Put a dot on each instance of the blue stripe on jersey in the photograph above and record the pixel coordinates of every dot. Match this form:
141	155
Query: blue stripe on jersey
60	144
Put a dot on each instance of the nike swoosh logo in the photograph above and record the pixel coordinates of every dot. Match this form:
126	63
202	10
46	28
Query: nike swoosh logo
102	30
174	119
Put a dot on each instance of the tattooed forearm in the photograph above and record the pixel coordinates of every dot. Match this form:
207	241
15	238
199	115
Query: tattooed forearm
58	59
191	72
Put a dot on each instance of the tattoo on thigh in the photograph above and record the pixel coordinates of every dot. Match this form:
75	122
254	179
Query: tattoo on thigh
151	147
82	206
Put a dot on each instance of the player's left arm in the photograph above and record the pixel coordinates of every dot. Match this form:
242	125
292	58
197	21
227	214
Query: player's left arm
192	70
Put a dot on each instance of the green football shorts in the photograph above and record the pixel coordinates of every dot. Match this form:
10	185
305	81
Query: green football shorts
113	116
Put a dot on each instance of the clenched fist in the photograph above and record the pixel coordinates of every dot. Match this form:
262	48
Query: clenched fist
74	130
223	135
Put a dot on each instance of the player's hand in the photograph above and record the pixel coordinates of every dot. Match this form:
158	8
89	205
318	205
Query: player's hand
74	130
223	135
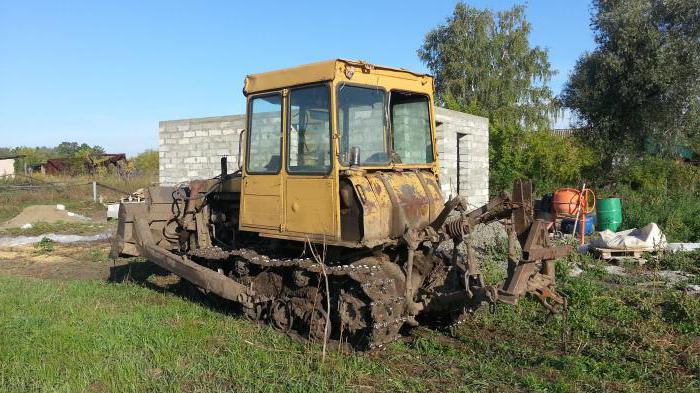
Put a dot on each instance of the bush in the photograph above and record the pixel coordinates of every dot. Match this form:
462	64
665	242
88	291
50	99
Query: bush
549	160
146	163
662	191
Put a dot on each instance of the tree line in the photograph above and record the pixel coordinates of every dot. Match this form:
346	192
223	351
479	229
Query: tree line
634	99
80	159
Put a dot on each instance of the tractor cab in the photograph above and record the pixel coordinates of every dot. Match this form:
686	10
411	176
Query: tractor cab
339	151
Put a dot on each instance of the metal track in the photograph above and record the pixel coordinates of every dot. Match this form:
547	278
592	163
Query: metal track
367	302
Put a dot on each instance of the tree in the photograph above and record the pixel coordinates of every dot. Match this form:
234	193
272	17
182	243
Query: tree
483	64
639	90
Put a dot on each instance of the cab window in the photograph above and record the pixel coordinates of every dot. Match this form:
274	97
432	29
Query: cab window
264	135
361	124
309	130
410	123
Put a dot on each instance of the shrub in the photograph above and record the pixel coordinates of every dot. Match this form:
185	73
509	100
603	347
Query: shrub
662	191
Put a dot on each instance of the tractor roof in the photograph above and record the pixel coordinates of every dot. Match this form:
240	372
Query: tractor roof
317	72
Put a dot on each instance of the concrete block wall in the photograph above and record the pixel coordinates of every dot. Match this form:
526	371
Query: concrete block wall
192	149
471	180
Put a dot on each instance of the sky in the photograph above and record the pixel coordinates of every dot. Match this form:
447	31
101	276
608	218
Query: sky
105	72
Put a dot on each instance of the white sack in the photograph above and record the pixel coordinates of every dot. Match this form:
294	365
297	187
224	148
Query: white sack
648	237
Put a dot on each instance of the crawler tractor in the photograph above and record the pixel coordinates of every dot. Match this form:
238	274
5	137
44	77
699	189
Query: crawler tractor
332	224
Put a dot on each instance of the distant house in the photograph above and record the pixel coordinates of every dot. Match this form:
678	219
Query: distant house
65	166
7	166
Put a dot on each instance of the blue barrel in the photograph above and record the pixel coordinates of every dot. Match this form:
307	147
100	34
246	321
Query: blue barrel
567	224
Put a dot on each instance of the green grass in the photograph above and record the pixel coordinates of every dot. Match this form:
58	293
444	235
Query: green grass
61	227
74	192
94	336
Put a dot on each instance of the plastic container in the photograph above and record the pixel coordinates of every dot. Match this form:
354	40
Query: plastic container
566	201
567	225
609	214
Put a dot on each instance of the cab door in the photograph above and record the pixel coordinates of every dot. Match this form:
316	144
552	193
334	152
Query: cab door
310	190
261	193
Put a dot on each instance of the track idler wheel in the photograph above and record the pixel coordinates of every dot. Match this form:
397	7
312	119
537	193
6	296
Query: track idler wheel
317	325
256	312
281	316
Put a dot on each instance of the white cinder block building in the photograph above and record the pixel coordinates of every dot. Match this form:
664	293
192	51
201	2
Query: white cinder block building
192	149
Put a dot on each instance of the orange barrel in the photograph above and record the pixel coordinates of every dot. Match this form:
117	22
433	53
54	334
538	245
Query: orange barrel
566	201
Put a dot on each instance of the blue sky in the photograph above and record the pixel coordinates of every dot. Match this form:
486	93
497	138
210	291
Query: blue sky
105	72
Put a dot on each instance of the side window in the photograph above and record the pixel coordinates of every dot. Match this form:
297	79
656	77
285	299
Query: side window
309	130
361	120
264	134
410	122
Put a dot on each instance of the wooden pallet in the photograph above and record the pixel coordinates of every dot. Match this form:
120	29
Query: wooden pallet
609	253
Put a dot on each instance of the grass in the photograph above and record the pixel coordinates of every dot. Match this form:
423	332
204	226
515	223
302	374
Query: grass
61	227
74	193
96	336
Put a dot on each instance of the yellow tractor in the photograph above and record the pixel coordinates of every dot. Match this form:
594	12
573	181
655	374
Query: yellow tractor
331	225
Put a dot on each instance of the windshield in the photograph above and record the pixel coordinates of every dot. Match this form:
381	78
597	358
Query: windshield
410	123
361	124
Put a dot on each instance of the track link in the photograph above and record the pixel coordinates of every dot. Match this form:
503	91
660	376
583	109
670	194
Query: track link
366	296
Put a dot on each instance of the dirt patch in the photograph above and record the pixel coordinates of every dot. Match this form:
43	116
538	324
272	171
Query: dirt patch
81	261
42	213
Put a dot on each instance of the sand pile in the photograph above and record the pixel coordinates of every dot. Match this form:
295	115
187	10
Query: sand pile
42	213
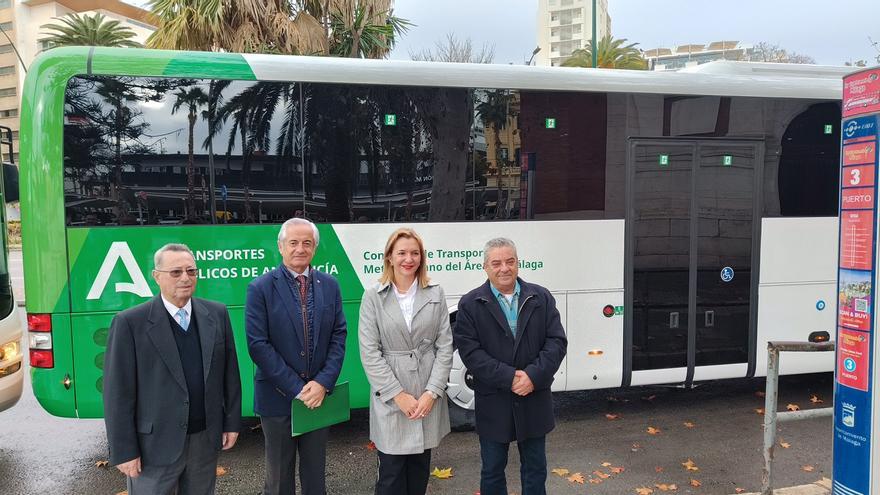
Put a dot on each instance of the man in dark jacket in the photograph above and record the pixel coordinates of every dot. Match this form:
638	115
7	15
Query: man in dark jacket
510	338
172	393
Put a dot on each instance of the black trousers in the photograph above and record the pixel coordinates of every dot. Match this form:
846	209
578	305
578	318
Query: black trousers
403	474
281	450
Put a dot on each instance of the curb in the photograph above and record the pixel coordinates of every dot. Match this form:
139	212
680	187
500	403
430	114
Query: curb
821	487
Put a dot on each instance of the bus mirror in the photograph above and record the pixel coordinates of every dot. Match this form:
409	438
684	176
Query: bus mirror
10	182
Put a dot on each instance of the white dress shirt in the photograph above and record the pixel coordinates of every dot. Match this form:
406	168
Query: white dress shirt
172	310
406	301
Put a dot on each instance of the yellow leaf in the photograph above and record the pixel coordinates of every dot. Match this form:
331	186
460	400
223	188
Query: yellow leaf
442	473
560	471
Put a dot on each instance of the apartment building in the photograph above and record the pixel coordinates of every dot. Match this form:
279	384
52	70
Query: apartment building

**WORK INSTRUCTIONS:** Any picture found in the data is to be skipped while the rest is copied exactly.

**EXERCISE OUTPUT:**
Put a dot on each instance of the blue stripe on jersey in the photograph above and record the pixel coordinates of every dot. Match this form:
141	155
Query: blue stripe on jersey
60	144
Put a dot on each instance of the nike swoosh logo in the photograph above and record the pixel coordinates of every dot. Match this form:
126	63
202	10
46	28
Query: nike swoosh logo
102	30
174	119
Put a dot on each instance of the tattooed forearm in the photograph above and record the pixel coordinates of every dot. Match this form:
207	241
15	238
199	115
Query: tattooed forearm
58	59
191	72
Put a dot on each instance of the tattoo on thigh in the photograph above and record the pixel coordinates of every dot. Match this form:
75	122
254	179
Query: tattoo on thigh
151	147
82	206
Put a dot on each instance of the player's left arm in the photograph above and record the pixel coordinates of every dot. Match this form:
242	125
292	58
197	21
227	214
Query: player's left arm
192	70
Put a dot on each instance of the green football shorts in the photograph above and record the pixel coordinates of every dot. Match this form:
10	185
305	81
Query: green football shorts
113	116
Put a dot on each instance of the clenched fist in the photograph above and record the pixel coordinates of every dot. Match this form:
262	48
Query: clenched fist
74	130
223	135
Put a dot on each instance of the player's hand in the photograph above and record the pixel coordinates of every dot. Match this form:
158	8
89	205
318	205
Query: player's hand
74	130
223	135
Put a dot on each instance of the bush in the photograph above and record the pixel coordinates of every dot. Match this form:
462	64
665	242
88	291
50	99
Query: bush
549	160
146	163
662	191
Put a dot on each instance of the tree line in the photograph above and record the pixel coordinates of every dot. Match this form:
346	192
223	351
479	229
Query: tree line
634	99
80	159
Put a dot on each instance of the tractor cab in the photograph above and record the pixel coordinates of every dot. Match this form:
686	10
411	176
Query: tractor cab
339	151
Put a dot on each instance of the metal track in the photograph above and record the pixel coordinates of every dot. Match this form:
547	278
592	163
Query: metal track
367	302
Put a dot on each instance of the tree in the photograph above and record the pixel coordinates of every dot. Match this form:
234	193
272	17
182	243
Query: tree
483	64
639	90
Put a dot on each instance of the cab window in the photograph above and record the pixel coordinates of every dot. Match this form:
274	97
432	29
Query: cab window
264	135
361	124
309	130
410	123
Put a dot on each instance of the shrub in the photograph above and record the pixel coordinates of every dot. Match this form:
185	73
509	100
603	347
Query: shrub
662	191
Put a dot on each instance of the tractor roof in the photograph above and record the pixel coordinates of every dot. Match this form:
240	372
Query: tractor roof
317	72
Put a dot on each instance of the concrete block wall in the photograph above and record the pixel coordinates of every dot. Match this form:
526	371
Query: concrete block wall
192	149
471	180
Put a dot on each instance of the sky in the photograph above and record the pixel coordinates of every dot. Match this form:
447	31
101	276
608	218
Query: sky
105	72
Put a dot on each instance of the white sack in the photograph above and record the pixel coordinates of every dot. Match this form:
294	365
297	187
224	148
Query: white sack
648	237
Put a dot on each instance of the crawler tractor in the photograph above and record the pixel coordinates of every dot. Match this form:
238	274
5	137
44	77
699	189
Query: crawler tractor
332	224
Put a dot on each instance of the distant house in the photograph above and record the pixel coordinates of every dot. Match this form:
678	219
Query: distant house
65	166
7	166
Put a dot on each instance of the blue barrel in the photograph above and record the pixel coordinates of every dot. Match this form:
307	147
100	34
246	321
Query: blue barrel
567	224
Put a dot on each instance of the green grass in the photograph above and record the pixel coordinates of every dot. Match this form:
58	293
444	235
Query: green grass
61	227
74	192
94	336
Put a dot on each instance of the plastic container in the photograph above and record the pixel coordinates of every dot. Match this form:
354	40
Query: plastic container
566	201
567	225
609	214
Put a dot on each instance of the cab door in the photograph above and record the pixel coordinates of every dot. Match this form:
316	144
552	193
334	152
Query: cab door
310	190
261	193
Put a dot on each instance of the track idler wheel in the photograph above and record the pixel coordinates of every dot. Match this form:
397	7
312	119
537	193
6	296
Query: track idler wheel
317	325
256	312
281	316
Put a dot on each instance of the white cinder block building in the photograph above and record the pixel coordinates of every dot. Match this form:
664	293
192	51
201	2
Query: white cinder block building
192	149
Put a dot on each instance of the orange barrel in the photograph above and record the pixel coordinates of every dot. Match this form:
117	22
433	53
54	334
538	245
Query: orange barrel
566	201
Put a dot on each instance of the blue sky in the photograph above and record the pixel coordinates of every dot. Match this form:
486	93
497	138
210	291
Query: blue sky
105	72
Put a dot on each instance of the side window in the photograph above and record the pixel coordinates of every dot. Match this form:
297	79
656	77
285	299
Query: side window
309	130
361	120
264	134
410	122
Put a dot on each instance of the wooden pallet in the photograph above and record the pixel coordinates of every dot. Match this form:
120	29
Query: wooden pallet
609	253
Put a dot on each instance of the grass in the photograph above and record the pixel coordinates of every dot. Match this form:
423	332
204	226
515	223
302	374
Query: grass
61	227
74	193
96	336
Put a dot on each instance of the yellow tractor in the photograph above and record the pixel coordinates of every dot. Match this form:
594	12
573	181
655	374
Query: yellow tractor
331	225
Put a dot on each instance of the windshield in the photograph above and record the pixel coordinates of every dot. Match this form:
381	78
597	358
Query: windshield
410	123
361	124
Put a dot on each instance of the track link in the photograph above and record the pixel coordinates of every dot. Match this form:
503	91
660	376
583	109
670	194
Query: track link
366	296
Put a dot on each instance of the dirt patch in the photograph above and record the pixel coordinates of every dot. Match this form:
43	116
538	324
272	171
Query: dirt patch
81	261
42	213
Put a dot on each instance of the sand pile in the photograph above and record the pixel coordinates of every dot. Match this form:
295	115
187	10
Query: sand pile
42	213
Put a dot on each instance of the man in dark jacket in the photograph above and record the pixel coordinates of every dot. Match this form:
638	115
7	15
Query: man in dark jacket
510	338
172	393
Put a dot on each instance of the black trousers in the photograph above and record the pixel coordinates of every dot. Match this form:
846	209
578	305
578	318
Query: black trousers
403	474
281	450
Put a dot on each instance of the curb in the photograph above and record the pixel coordinates of every dot. Match this form:
139	212
680	187
500	403
430	114
Query: curb
821	487
Put a dot on each instance of the bus mirror in the photograph above and record the pixel coordinates of every dot. Match this form:
409	438
684	176
Query: bus mirror
10	182
Put a dot on each instance of the white dress shirt in the photograph above and record the pixel coordinates of every dot. Match this form:
406	168
Query: white dress shirt
172	310
406	301
Put a dot on each instance of the yellow leaf in the photograph above and record the pixel coordinates of every dot. Match this form:
331	186
460	400
223	188
Query: yellow leaf
442	473
560	471
Put a dot on each instance of the apartment building in the photograph above and record the pixel coordinates of every dot. Match this form:
279	384
52	70
Query: apartment building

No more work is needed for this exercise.